Using the extern keyword to make an external variable visible across modules.

In Figure 21.1, the variable x is visible throughout all three modules. In contrast, y is visible only in the main module and secondary module 1.

Using .OBJ Files

After you've written and thoroughly debugged a secondary module, you don't need to recompile it every time you use it in a program. Once you have the object file for the module code, all you need to do is link it with each program that uses the functions in the module.

When you compile a program, the compiler creates an object file that has the same name as the C source code file and an .OBJ extension (or an .O extension on UNIX systems). For example, suppose you're developing a module called KEYBOARD.C and compiling it, along with the main module DATABASE.C, using the following command:

tcc database.c keyboard.c

The KEYBOARD.OBJ file is also on your disk. Once you know that the functions in KEYBOARD.C work properly, you can stop compiling it every time you recompile DATABASE.C (or any other program that uses it), linking the existing object file instead. To do this, use the command

tcc database.c keyboard.obj

The compiler then compiles DATABASE.C and links the resulting object file DATABASE.OBJ with KEYBOARD.OBJ to create the final executable file DATABASE.EXE. This saves time, because the compiler doesn't have to recompile the code in KEYBOARD.C. However, if you modify the code in KEYBOARD.C, you must recompile it. In addition, if you modify a header file, you must recompile all the modules that use it.

DON'T try to compile multiple source files together if more than one module contains a main() function. You can have only one main().

DO create generic functions in their own source files. This way, they can be linked into any other programs that need them.

DON'T always use the C source files when compiling multiple files together. If you compile a source file into an object file, recompile only when the file changes. This saves a great deal of time.

Using the make Utility

Almost all C compilers come with a make utility that can simplify and speed the task of working with multiple source-code files. This utility, which is usually called NMAKE.EXE, lets you write a so-called make file that defines the dependencies between your various program components. What does dependency mean?

Imagine a project that has a main module named PROGRAM.C and a secondary module named SECOND.C. There are also two header files, PROGRAM.H and SECOND.H. PROGRAM.C includes both of the header files, whereas SECOND.C includes only SECOND.H. Code in PROGRAM.C calls functions in SECOND.C.

### [WHAT THE EXERCISE ASKS]
Continue the passage on building C programs from multiple modules, starting after its last sentence.

### [DATASET CONTENT]
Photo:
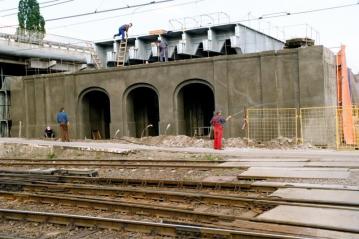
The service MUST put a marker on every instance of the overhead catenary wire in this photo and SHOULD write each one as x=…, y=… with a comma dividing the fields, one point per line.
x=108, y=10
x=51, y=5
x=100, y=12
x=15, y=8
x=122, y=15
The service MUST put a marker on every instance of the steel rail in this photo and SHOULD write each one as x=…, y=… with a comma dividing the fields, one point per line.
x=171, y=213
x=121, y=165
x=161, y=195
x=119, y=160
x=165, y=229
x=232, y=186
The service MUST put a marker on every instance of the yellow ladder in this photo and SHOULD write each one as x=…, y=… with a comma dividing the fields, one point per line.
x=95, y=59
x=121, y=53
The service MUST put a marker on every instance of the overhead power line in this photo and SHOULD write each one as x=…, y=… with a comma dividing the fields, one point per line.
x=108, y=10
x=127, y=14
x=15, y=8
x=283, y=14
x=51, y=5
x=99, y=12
--
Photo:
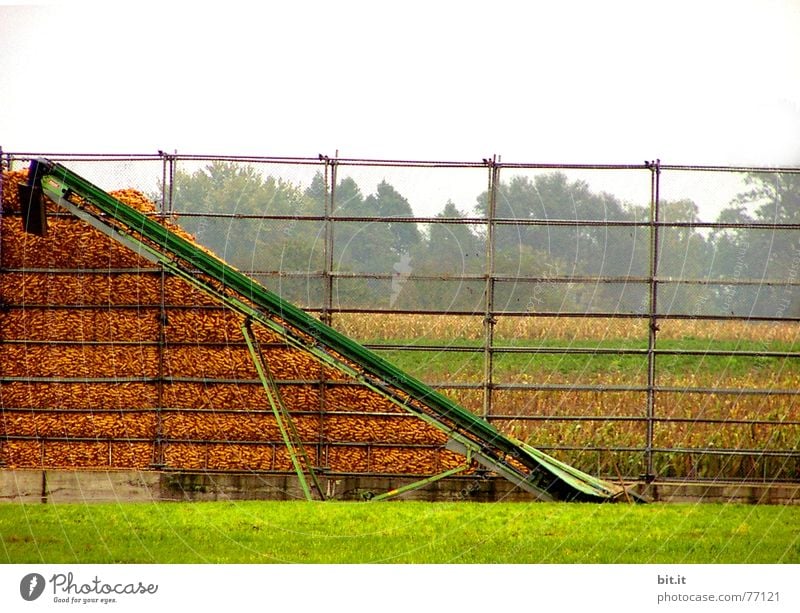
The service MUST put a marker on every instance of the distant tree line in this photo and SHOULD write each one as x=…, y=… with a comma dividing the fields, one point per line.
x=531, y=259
* * *
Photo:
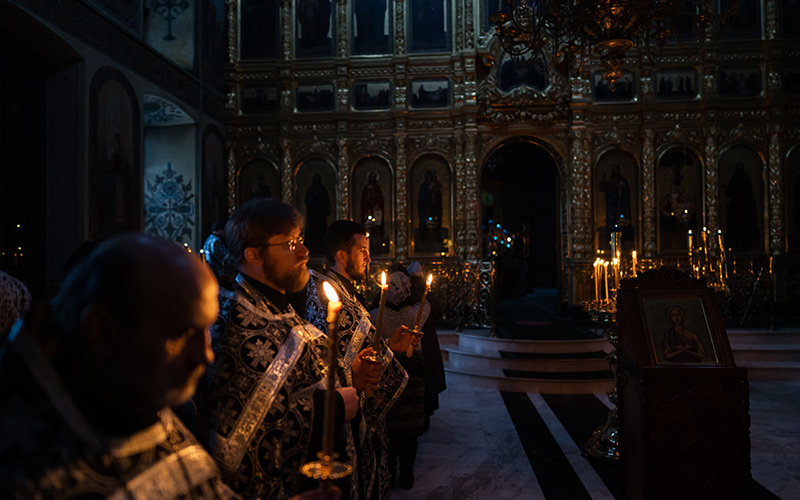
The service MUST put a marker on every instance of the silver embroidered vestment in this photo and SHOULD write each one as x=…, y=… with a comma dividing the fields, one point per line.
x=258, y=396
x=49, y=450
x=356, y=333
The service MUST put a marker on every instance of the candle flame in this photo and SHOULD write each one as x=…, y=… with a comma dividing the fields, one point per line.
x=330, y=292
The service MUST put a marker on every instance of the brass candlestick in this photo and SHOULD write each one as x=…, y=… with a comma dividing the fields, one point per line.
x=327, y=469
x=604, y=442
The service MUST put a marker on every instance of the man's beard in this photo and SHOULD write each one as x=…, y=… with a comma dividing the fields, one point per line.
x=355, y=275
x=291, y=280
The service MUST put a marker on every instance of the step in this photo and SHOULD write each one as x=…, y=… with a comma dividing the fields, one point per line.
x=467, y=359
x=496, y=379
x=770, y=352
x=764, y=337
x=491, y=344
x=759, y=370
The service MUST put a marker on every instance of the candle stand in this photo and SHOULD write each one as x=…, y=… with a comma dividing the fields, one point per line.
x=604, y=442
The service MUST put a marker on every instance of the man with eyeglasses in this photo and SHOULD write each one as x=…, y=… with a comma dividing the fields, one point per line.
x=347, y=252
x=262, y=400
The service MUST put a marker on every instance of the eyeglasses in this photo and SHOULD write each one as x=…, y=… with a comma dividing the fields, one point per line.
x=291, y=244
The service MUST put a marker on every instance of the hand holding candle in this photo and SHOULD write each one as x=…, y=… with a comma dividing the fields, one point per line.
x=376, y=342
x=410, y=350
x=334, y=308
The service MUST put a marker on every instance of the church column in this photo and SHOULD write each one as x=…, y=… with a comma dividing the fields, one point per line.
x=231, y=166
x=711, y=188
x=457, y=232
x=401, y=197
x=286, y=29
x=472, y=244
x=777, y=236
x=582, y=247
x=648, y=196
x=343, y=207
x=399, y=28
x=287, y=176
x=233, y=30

### [WRITTEN REPLY]
PROGRAM.C is dependent on the two header files because it includes them both. If you make a change to either header file, you must recompile PROGRAM.C so that it will include those changes. In contrast, SECOND.C is dependent on SECOND.H but not on PROGRAM.H. If you change PROGRAM.H, there is no need to recompile SECOND.C--you can just link the existing object file SECOND.OBJ that was created when SECOND.C was last compiled.

A make file describes the dependencies such as those just discussed that exist in your project. Each time you edit one or more of your source code files, you use the NMAKE utility to "run" the make file. This utility examines the time and date stamps on the source code and object files and, based on the dependencies you have defined, instructs the compiler to recompile only those files that are dependent on the modified file(s). The result is that no unnecessary compilation is done, and you can work at the maximum efficiency.

For projects that involve one or two source code files, it usually isn't worth the trouble of defining a make file. For larger projects, however, it's a real benefit. Refer to your compiler documentation for information on how to use its NMAKE utility.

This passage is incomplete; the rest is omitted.